[SET PROBLEM]
Using the entries below, return word for word the lines from the one containing "Each instance receives one point. Mark the green tree" up to and including the last.

[MATERIALS PROVIDED]

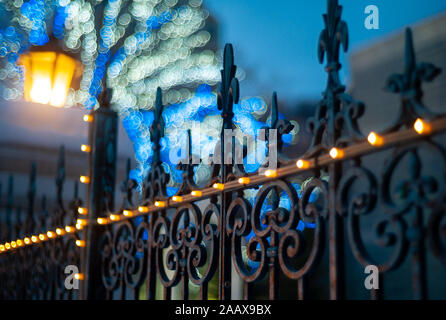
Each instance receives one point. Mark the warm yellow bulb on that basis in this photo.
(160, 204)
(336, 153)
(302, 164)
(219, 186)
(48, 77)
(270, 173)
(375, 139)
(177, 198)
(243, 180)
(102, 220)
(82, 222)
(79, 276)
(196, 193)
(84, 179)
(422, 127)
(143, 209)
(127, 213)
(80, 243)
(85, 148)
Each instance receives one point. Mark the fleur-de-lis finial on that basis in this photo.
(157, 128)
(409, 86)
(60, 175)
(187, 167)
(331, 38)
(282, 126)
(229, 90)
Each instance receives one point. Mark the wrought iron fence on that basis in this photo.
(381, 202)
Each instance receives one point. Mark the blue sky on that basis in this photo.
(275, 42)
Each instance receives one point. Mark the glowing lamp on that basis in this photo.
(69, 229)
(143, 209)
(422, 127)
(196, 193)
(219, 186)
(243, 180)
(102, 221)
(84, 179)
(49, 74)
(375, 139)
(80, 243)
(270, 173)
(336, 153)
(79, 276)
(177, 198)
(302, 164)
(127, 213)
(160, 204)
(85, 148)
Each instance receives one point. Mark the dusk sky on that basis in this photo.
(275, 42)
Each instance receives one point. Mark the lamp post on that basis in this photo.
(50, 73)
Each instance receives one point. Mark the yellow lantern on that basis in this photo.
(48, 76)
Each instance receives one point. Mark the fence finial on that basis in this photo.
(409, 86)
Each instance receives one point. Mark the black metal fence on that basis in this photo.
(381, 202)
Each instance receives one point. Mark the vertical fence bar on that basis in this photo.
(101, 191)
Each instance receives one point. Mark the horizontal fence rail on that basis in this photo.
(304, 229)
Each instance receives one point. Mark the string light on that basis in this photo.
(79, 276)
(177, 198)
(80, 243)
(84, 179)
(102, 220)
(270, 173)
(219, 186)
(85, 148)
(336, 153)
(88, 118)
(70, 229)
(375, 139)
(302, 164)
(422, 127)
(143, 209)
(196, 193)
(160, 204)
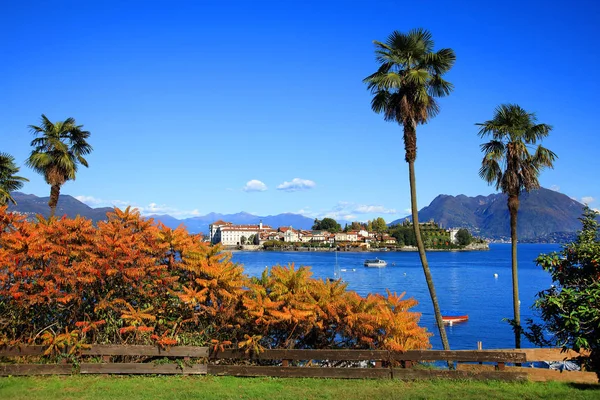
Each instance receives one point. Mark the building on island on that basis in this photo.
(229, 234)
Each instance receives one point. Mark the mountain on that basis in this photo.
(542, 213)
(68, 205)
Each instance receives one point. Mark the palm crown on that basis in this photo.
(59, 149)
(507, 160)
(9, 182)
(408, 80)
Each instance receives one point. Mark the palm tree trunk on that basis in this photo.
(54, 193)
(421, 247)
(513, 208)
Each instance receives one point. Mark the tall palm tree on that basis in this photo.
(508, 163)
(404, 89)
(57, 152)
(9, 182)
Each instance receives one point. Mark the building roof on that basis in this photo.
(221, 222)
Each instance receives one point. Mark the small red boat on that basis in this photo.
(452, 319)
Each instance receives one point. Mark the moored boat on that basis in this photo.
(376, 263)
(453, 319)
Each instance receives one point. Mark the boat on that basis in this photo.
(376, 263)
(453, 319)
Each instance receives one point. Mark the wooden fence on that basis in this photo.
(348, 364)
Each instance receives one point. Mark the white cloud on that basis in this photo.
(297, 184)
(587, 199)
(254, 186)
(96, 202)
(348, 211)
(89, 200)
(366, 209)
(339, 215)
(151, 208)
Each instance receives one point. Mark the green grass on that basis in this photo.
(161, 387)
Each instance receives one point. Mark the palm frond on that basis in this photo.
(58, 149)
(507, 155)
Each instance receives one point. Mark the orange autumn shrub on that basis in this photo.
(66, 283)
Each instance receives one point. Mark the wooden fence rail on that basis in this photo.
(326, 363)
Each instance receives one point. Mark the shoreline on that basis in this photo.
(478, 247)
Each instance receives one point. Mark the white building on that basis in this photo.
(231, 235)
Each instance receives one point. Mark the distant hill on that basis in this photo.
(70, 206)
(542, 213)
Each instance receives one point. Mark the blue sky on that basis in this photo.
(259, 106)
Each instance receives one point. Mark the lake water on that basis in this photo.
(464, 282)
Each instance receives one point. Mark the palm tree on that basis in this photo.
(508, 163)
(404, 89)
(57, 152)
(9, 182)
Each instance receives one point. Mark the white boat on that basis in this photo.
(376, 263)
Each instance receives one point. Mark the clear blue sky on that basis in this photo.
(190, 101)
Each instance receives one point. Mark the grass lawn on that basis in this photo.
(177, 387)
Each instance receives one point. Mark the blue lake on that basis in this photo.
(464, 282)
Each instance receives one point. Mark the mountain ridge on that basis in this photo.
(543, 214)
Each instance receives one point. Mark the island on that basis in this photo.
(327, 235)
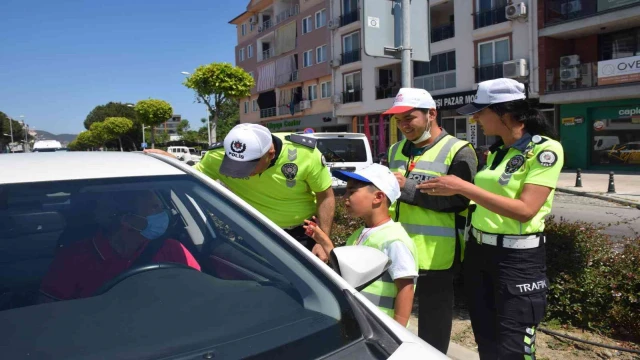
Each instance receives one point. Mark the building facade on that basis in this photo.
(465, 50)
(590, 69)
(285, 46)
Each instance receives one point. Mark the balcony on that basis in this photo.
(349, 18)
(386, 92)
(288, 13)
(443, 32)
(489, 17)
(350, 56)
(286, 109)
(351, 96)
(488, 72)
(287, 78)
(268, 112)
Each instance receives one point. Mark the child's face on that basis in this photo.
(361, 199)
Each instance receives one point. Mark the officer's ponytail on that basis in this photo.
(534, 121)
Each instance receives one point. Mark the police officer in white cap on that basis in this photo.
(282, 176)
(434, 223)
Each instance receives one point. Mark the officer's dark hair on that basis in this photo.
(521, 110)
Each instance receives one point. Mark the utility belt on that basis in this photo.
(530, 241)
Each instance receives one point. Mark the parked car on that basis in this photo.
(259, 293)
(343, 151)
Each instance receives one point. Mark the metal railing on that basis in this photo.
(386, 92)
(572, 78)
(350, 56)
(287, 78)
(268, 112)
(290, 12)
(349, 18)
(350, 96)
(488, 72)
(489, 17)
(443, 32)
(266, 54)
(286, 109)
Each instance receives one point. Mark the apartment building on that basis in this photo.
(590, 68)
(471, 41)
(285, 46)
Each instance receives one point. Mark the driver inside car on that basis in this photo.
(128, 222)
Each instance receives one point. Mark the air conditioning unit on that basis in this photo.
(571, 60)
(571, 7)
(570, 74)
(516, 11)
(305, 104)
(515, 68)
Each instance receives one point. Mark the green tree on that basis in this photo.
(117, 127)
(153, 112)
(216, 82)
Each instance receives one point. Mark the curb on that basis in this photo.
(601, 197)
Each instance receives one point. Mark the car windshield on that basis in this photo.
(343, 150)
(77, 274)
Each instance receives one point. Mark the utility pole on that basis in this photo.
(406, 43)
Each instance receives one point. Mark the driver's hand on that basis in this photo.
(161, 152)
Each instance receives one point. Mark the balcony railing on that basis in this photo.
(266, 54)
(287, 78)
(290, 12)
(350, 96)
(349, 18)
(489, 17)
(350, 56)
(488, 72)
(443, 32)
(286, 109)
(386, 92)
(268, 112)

[EXERCISE ANSWER]
Each instance receives one point. Mark the green tree on that basis in this photo.
(117, 127)
(153, 112)
(216, 82)
Each instance receives one point. Mark the curb on that basis in this photo.
(601, 197)
Each instance receives one point. Mark the car windshield on that basis in this photo.
(343, 150)
(77, 274)
Each instance receives one point. Mark the utility pole on that basis in this photo.
(406, 43)
Each instance receives one point. Mark the driver's hand on that basis in this photo.
(161, 152)
Each instance receives one point. Mark the balcony railing on that basis in this photo.
(266, 54)
(287, 78)
(290, 12)
(350, 96)
(349, 18)
(489, 17)
(350, 56)
(488, 72)
(443, 32)
(286, 109)
(386, 92)
(268, 112)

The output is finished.